> _WHAT IS EXPECTED_
For the entries below, report the number of lines where the string "flag" appears, and only that number.
#### THE RECORDS ####
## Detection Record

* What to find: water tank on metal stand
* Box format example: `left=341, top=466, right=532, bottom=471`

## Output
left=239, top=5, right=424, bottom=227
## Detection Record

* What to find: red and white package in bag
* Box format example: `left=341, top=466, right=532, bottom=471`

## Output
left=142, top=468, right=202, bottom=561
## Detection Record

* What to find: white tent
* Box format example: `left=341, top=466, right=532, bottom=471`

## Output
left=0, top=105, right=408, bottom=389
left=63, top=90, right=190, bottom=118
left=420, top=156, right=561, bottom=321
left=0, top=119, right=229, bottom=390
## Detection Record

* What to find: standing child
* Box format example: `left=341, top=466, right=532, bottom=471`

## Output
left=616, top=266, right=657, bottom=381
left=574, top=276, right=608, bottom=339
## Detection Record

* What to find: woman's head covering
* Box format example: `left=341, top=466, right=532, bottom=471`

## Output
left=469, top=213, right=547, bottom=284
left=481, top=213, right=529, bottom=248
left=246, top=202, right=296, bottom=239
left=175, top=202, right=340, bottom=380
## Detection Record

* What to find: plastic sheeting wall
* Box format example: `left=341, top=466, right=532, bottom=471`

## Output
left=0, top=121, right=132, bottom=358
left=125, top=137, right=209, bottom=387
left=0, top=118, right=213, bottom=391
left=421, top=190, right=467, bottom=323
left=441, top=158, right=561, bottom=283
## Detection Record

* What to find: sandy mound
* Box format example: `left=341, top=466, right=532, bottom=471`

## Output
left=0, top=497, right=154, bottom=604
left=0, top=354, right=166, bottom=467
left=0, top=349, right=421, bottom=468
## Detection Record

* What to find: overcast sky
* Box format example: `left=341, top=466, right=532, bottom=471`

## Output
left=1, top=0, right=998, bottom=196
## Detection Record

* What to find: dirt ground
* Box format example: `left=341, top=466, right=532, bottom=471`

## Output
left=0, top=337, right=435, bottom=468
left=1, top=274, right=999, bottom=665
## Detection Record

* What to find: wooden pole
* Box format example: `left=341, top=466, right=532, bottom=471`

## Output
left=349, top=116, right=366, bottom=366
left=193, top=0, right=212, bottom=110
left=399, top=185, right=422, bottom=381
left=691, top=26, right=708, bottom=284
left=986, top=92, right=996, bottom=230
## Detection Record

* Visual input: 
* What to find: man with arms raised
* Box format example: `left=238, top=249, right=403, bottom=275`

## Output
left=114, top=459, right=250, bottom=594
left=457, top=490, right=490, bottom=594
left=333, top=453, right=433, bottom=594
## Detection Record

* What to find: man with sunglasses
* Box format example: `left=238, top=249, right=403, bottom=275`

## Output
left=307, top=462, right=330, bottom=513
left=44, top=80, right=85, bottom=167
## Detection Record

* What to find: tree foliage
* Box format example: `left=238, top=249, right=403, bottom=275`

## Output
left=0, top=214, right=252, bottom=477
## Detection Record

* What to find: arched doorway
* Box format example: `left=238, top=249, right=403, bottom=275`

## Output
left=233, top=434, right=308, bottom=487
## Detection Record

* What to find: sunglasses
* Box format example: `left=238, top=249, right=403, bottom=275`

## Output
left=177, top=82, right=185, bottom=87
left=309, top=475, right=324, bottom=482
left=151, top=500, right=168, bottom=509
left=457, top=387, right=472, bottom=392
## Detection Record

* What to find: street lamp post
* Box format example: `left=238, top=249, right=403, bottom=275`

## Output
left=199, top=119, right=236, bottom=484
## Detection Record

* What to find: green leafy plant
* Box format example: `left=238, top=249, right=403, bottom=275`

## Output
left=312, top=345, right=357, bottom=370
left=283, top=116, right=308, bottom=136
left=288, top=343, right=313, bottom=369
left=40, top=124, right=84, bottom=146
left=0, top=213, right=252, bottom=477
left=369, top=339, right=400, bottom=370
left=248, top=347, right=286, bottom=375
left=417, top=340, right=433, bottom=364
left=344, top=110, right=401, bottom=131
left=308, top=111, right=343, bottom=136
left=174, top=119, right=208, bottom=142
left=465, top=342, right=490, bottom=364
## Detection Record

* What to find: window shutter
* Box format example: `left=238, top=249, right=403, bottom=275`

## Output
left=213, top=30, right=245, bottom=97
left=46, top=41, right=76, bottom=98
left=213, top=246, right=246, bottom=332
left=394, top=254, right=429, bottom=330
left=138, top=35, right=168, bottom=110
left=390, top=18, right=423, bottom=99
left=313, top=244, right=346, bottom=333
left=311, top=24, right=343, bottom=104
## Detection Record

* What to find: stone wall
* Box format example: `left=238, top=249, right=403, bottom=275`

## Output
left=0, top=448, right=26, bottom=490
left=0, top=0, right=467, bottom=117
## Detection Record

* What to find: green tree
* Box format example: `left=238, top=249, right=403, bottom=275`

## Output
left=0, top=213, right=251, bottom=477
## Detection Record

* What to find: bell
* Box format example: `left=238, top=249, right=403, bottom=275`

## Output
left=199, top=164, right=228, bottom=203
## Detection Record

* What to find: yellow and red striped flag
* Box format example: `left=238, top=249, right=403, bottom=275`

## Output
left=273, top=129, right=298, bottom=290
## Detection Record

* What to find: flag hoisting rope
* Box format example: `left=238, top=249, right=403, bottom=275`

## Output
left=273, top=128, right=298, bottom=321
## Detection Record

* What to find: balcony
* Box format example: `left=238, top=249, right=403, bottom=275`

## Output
####
> _TASK OUTPUT_
2